- _DOCUMENT_:
Wednesday, January 17, 2007

1980 - 2006 Stock Market Returns for Various Indices

I often read articles written by stock market pundits who argue that now is the time for growth stocks to outperform value stocks. Value stocks have trounced growth stocks since 2000 and it's time for the growth to finally beat the value stocks again, or at least that is what we are told. It is true that investment styles are cyclical, but I really question whether an investor would be better off listening to the pundits and trying to time such market reversals of fortune.

While sleuthing around on the Internet I came across some old versions of the Callan Periodic Table of Investment Returns that I have posted previously. I entered all of the data I found from 1980-2006 into a spreadsheet for small cap indices (Russell 2000, Russell 2000 Value, and Russell 2000 Growth), large cap indices (S&P 500, S&P/Citi 500 Value*, and S&P/Citi 500 Growth*), a broad-based foreign stock index(Morgan Stanley Capital International Index for the developed stock markets of Europe, Australasia, and the Far East ("MSCI EAFE index")), and an index of bonds (Lehman Brothers Aggregate Bond Index ("LB Agg.")).

- _INFORMATION SUPPLIED_:
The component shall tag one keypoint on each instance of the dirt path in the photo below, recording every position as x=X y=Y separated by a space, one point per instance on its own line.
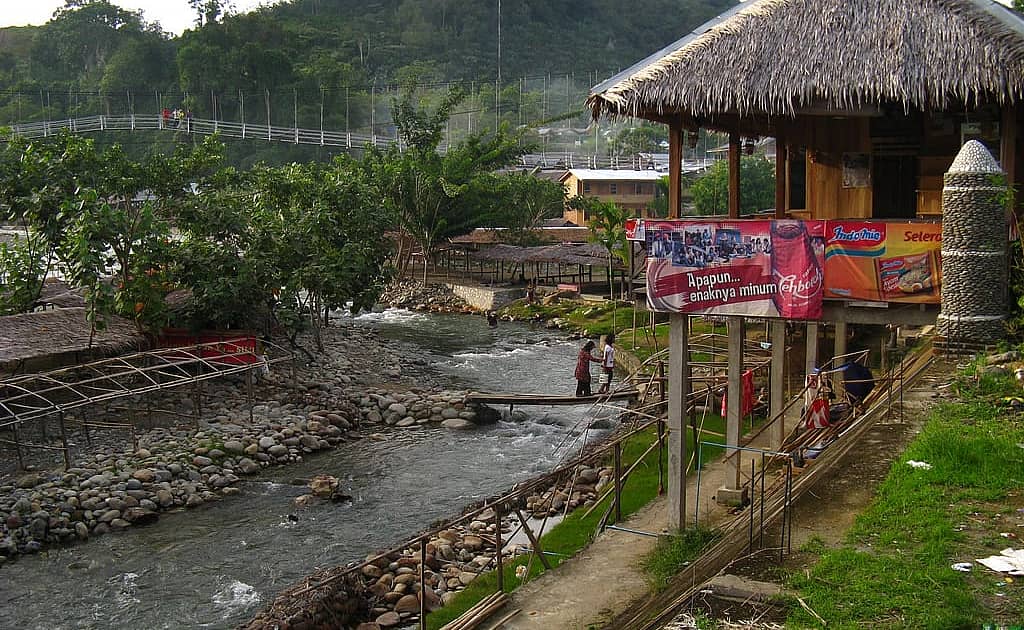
x=603 y=579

- _TASK REQUIREMENTS_:
Give the passage of the stock market returns post between "1980 - 2006" and "reversals of fortune.", inclusive, substituting "commentators" for "pundits".

- _THE ANSWER_:
1980 - 2006 Stock Market Returns for Various Indices

I often read articles written by stock market commentators who argue that now is the time for growth stocks to outperform value stocks. Value stocks have trounced growth stocks since 2000 and it's time for the growth to finally beat the value stocks again, or at least that is what we are told. It is true that investment styles are cyclical, but I really question whether an investor would be better off listening to the commentators and trying to time such market reversals of fortune.